Start of Exercise text
When do I change my toothbrush?

While it may be easy to know when to replace your scuffed up shoes or faded blue jeans, knowing when to change your toothbrush isn’t always obvious. It often depends upon usage and your overall health.

new toothbrush

 

By now, most of us know to brush our teeth twice daily for two minutes and floss every day for a clean, fresh and cavity-free smile. If you’re brushing correctly, that toothbrush will get a lot of use. Over time, the bristles will begin to breakdown and lose its effectiveness.

The ADA recommends replacing your toothbrush every three to four months, even sooner if the bristles become frayed and tattered. Studies show that after three months of normal wear and tear, toothbrushes are much less effective at removing plaque from teeth and gums compared to new ones. With frayed bristles, they just can’t get to those awkward corners around your teeth anymore. Children tend to brush more vigorously, so they may need a new toothbrush even more often.

Cleaning and storing your toothbrush

In most cases, you won’t need anything fancy to clean your toothbrush. The American Dental Association recommends just rinsing it under tap water after each brushing to wash away remaining toothpaste, debris and saliva. Then, store it in a vertical position so the bristles can air dry, ideally away from other toothbrushes to reduce spreading bacteria.

Do I need to disinfect my toothbrush?
End of Exercise text
# Tasks to complete
1 - Reproduce everything in the toothbrush article from "While it may" down to "lose its effectiveness.".
2 - Carry on writing the toothbrush article from its last line.
The records are not used for anything here.
Start of The data
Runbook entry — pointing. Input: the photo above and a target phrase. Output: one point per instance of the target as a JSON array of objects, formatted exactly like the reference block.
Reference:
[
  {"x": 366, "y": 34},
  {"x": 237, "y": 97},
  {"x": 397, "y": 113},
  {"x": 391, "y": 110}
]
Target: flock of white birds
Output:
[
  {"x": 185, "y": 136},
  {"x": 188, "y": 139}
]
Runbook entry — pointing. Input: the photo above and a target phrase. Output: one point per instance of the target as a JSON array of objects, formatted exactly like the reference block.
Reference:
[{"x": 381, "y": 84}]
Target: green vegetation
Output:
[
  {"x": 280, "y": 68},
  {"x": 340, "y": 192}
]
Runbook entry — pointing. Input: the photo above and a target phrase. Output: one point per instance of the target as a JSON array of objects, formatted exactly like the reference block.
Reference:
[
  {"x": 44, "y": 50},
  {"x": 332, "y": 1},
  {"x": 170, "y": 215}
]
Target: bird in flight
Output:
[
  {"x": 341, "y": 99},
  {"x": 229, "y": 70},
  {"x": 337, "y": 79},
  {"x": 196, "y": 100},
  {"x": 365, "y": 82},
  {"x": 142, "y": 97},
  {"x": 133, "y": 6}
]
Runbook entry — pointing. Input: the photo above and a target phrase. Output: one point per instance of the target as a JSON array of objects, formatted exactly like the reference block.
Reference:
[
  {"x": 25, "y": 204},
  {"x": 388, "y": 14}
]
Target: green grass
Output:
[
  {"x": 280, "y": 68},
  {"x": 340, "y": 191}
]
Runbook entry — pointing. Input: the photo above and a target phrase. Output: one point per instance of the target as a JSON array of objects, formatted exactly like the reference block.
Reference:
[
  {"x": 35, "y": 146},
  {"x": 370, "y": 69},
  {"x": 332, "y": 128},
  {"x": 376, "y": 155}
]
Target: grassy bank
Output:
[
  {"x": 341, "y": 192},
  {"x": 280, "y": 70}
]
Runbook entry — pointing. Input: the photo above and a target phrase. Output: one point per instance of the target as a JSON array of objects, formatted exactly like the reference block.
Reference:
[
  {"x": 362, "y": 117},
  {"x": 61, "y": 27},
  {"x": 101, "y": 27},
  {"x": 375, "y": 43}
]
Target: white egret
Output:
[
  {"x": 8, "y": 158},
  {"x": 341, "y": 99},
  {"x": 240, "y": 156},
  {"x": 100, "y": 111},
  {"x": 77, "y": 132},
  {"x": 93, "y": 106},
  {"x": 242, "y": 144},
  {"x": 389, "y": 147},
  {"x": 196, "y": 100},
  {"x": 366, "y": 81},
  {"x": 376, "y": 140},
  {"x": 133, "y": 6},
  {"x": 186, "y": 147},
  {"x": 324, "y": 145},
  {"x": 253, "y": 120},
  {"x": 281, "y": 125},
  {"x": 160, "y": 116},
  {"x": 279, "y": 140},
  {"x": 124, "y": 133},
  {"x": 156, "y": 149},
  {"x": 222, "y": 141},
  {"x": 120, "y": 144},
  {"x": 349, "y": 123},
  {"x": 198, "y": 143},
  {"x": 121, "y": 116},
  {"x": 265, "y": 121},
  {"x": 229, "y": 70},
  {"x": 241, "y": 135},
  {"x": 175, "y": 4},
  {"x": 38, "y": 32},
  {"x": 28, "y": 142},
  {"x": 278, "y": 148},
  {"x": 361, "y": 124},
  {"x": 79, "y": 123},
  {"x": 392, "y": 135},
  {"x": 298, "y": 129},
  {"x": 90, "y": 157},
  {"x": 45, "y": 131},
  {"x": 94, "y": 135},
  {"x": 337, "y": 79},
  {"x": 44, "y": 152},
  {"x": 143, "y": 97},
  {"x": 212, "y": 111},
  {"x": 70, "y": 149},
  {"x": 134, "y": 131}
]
End of The data
# Answers to the tasks
1 -
While it may be easy to know when to replace your scuffed up shoes or faded blue jeans, knowing when to change your toothbrush isn’t always obvious. It often depends upon usage and your overall health.

new toothbrush

 

By now, most of us know to brush our teeth twice daily for two minutes and floss every day for a clean, fresh and cavity-free smile. If you’re brushing correctly, that toothbrush will get a lot of use. Over time, the bristles will begin to breakdown and lose its effectiveness.

2 -
It’s true that bacteria and microorganisms can grow on toothbrushes after use. But, according to the Centers for Disease Control (CDC), researchers have found little connection between bacteria growth and adverse oral health issues. Further, there is no clinical evidence that soaking a toothbrush in antibacterial rinses or using a special sanitizer has any positive or negative effect on oral or systemic health. Additionally, the CDC advises against using a dishwasher, ultraviolet sanitizing devices or microwave ovens to disinfect or “sanitize” your toothbrush. These devices do little to improve the performance of a toothbrush, and often do nothing more than damage the bristles.

Just follow a few, common-sense tips to maintain your toothbrush:

  • Don’t share your toothbrush. Sharing a toothbrush introduces unwanted risk for infection—a particular concern for anyone with a compromised immune system.
  • Keep your toothbrush holder clean. Simply wipe it down with a gentle cleaner or run it through the dishwasher.
  • Don’t store your toothbrush in a closed container. Bacteria tends to grow in dark, warm and moist places, so it’s best to store toothbrushes in an open container to air dry.
  • Protect your toothbrush while traveling. A plastic case will shield bristles from getting squashed in your travel kit. Just be sure it’s clean and dry before placing it in the closed container.